* PROBLEM 1: In the text about documentary photographers, why was the writer relieved that some of Paz Errázuriz's photos show Evelyn laughing and joking with family? Answer in one to three sentences.
++++++
You are immediately arrested by the work of Jim Goldberg (b.1953) and the selections from his harrowing work, Raised by Wolves (1987 to 1993). This details the life of street kids Goldberg befriended in Los Angeles and San Francisco in the 1980s, including Tweeky Dave and Echo. There are plenty of photos but also physical objects including what appears to be the actual denim jacket covered in scrawls which one of the kids wears in the photos, FUCK OFF etched repeatedly in biro. And there are ‘photo-texts’ where a print of one of the street kids is accompanied by a white sheet with their scrawled, hand-written messages on them, such as:

I’m Dave who the fuck are you?

Or:

My mom was a junkie slut
My old man is a biker asshole from hell
the fucked-up asshole shot me in the gut when I was 10

These kids are really, really damaged. Another big print of a teenage boy with grazes on his face is accompanied by a text describing how sleazy old men pay to jerk off in front of him for money and how only taking drugs makes it bearable.

In some of the carefree biker photos of Lyon or Davidson, among the denim-clad young men lounging around smoking fags of shooting up or handling half-dressed women, there are babies. You can’t help thinking that Goldberg’s photos show what happened to those babies. Or what happened to the children of those babies. A couple of generations on from the original rebel chic of the late 50s to mid-60s, much of America is an urban wasteland of abandonment and dereliction and drugs.

This message is rammed home by the work in the next room of New York photographer Mary Ellen Mark (1940 to 2015). She worked on a long-term project, Streetwise (1983) recording her time spent with Erin Charles, a street kid known as ‘Tiny’, who she first met as a 13-year-old surviving on the streets of Seattle. In the last of these brutal photos teenage Tiny is crying, blurring her mascara.

Having consumed more than their fair share of American TV and movies through the magic of the internet, both of my teenage kids think America is the most fucked-up country in the world. Hard to disagree on this evidence.

Lillie with her rag doll. Seattle, Washington from the series Streetwise, 1983 by Mary Ellen Mark © Mary Ellen Mark/ Courtesy Howard Greenberg Gallery New York

Lillie with her rag doll. Seattle, Washington from the series Streetwise, 1983 by Mary Ellen Mark © Mary Ellen Mark. Courtesy Howard Greenberg Gallery New York

Then again – Putin’s Russia :).

Boris Mikhailov (b.1938) specialises in brutally realistic colour photos of the bedraggled, ugly, poor inhabitants of his native Kharkov. The homeless have a special name, the bomzhev, and the Mikhailov room is devoted to a particularly humiliating sequence of two ugly old bomzhev preparing for their marriage, the ugly dwarfish woman, often topless, showing her haggard body and flat breasts, the bearded husband playing around with a twelve-inch dildo. Here are the happy couple:

Some light relief came in the form of a room of photographs by Chilean photographer Paz Errázuriz (b.1944). General Augusto Pinochet headed a military dictatorship in Chile from 1973 and 1990. Any form of political, cultural or religious non-conformity was punished with arrest, torture and executions. Errázuriz created a series depicting the community of transgender sex-workers working in an underground brothel in Chile, which was gathered together in the book Adam’s Apple (1982 to 1987). The photos here focused on the transgender brothers Pilar and Evelyn, the latter a particularly handsome man, who makes a fine-looking woman. I needed cheering up so I was relieved that some of the photos show Evelyn, apparently with other, straight, members of his family, laughing and joking. One of them catches a moment of real love and affection. Phew.
++++++
* PROBLEM 2: Please extract every line of the records that contains the string "chair".
++++++
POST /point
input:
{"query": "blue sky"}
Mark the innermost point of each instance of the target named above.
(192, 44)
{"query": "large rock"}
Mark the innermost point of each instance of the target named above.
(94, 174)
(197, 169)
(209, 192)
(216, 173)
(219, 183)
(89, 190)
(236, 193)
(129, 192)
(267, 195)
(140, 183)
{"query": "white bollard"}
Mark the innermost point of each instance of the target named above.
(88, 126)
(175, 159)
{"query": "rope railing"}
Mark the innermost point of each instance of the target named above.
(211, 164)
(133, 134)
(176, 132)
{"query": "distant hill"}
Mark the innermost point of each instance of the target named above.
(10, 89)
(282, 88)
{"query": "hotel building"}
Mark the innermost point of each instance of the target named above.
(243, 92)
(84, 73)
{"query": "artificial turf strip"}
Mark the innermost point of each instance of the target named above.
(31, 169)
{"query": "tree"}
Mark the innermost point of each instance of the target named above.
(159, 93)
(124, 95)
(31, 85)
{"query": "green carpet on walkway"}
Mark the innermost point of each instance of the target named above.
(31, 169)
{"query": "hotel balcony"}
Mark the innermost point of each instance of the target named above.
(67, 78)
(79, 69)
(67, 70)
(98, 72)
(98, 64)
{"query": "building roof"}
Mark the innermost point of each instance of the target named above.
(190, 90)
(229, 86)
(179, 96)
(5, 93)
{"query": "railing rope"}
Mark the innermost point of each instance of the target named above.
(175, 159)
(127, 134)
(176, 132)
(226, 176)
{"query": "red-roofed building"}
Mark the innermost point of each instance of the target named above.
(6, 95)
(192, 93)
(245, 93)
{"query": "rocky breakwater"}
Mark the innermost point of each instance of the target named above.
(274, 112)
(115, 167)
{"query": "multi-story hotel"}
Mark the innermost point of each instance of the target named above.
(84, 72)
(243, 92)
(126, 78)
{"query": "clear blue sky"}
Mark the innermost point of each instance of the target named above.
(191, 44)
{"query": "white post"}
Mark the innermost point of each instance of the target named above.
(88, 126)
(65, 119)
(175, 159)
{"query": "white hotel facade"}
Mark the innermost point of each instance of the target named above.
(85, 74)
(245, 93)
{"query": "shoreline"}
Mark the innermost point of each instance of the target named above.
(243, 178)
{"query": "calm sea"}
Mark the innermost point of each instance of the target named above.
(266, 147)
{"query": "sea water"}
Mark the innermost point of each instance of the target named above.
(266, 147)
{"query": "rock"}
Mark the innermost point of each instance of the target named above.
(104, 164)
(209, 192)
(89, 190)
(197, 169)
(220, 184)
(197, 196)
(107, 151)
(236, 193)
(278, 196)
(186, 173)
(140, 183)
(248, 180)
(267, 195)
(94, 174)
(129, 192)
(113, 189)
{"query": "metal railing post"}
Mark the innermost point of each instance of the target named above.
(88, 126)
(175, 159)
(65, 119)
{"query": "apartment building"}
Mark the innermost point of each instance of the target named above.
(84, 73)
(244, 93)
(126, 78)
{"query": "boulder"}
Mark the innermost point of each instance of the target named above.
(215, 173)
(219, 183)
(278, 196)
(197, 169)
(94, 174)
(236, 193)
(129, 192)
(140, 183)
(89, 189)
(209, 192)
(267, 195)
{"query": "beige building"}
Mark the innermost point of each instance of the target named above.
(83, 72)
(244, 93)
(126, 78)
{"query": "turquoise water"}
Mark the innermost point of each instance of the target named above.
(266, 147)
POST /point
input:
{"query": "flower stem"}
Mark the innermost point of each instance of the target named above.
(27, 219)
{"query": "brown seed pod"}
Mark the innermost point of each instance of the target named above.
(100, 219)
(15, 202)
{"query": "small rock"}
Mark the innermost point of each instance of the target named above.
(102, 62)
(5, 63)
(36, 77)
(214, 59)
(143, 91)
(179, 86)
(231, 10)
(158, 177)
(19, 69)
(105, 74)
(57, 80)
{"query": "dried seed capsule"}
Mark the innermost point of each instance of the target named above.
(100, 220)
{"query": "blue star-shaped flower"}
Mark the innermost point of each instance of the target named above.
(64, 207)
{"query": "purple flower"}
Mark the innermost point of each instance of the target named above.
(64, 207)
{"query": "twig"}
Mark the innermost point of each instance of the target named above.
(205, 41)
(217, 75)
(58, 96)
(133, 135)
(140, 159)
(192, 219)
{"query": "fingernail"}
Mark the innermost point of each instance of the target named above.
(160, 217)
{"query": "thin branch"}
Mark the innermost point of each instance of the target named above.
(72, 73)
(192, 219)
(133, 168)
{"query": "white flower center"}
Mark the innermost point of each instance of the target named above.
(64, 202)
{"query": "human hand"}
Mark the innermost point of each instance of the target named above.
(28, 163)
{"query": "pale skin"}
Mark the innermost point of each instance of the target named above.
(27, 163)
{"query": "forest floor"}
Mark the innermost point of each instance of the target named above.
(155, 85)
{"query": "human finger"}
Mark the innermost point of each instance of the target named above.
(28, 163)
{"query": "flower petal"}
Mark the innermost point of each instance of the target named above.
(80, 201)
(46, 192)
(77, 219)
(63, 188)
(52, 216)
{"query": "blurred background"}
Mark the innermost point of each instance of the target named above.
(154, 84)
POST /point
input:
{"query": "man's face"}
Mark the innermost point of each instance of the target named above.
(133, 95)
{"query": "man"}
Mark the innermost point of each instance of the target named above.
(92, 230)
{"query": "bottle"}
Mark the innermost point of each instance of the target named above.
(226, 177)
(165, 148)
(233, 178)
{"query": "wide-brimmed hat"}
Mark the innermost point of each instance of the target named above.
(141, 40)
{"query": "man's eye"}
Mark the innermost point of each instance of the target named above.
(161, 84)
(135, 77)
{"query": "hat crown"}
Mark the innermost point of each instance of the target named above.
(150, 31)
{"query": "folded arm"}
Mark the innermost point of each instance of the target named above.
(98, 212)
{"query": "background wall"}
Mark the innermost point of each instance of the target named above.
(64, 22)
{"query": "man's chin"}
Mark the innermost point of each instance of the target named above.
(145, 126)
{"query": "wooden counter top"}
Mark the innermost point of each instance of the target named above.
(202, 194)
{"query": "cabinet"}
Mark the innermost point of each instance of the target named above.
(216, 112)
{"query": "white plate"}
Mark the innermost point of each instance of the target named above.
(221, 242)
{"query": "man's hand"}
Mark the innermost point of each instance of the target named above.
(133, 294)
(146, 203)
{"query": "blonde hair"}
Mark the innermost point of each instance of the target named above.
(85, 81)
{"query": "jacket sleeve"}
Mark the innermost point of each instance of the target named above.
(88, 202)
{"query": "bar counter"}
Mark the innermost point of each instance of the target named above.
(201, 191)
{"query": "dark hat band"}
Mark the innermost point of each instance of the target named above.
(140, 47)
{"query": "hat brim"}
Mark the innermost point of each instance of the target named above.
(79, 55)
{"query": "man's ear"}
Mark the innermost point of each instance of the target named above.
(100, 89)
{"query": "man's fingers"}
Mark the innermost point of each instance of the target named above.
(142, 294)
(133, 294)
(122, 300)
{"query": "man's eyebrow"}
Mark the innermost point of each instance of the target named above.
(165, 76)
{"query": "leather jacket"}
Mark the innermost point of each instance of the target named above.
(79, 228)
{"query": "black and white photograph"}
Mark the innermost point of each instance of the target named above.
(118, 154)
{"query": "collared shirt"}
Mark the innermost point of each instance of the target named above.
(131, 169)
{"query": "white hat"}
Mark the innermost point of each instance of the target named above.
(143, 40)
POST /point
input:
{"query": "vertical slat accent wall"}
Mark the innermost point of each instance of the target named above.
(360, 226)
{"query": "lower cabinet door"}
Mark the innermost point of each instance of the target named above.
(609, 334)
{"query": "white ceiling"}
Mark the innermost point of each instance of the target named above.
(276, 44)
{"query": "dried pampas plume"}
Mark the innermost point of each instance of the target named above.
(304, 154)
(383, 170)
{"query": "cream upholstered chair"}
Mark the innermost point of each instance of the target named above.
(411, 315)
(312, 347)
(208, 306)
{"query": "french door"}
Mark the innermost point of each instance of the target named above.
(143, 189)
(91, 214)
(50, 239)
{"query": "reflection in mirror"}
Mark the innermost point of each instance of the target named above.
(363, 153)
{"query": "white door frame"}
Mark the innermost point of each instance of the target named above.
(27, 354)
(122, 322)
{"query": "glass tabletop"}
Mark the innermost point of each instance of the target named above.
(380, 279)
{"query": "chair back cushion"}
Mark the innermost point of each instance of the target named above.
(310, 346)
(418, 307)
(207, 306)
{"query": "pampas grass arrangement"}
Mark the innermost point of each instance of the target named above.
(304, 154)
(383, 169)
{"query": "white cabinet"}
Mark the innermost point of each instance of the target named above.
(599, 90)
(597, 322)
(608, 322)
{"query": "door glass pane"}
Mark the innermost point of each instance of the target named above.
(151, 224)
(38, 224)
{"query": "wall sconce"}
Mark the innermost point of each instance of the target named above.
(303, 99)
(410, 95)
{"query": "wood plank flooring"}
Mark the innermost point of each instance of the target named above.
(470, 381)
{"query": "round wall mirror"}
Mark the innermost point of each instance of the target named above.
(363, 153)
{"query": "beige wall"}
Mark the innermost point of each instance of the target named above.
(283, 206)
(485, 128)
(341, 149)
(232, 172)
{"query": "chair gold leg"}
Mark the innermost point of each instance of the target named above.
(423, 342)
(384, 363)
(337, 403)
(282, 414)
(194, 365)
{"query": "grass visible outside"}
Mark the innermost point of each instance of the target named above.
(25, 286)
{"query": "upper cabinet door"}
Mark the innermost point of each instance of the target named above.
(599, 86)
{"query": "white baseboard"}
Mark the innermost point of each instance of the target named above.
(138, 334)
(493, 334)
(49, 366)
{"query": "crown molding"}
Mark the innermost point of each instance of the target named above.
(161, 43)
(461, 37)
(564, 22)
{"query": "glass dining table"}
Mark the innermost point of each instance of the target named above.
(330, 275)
++++++
* EXERCISE SOLUTION 1: The writer needed cheering up, so it was a relief to see photos of Evelyn laughing and joking, apparently with other, straight members of the family. One of them catches a moment of real love and affection.

* EXERCISE SOLUTION 2:
{"query": "cream upholstered chair"}
{"query": "chair back cushion"}
{"query": "chair gold leg"}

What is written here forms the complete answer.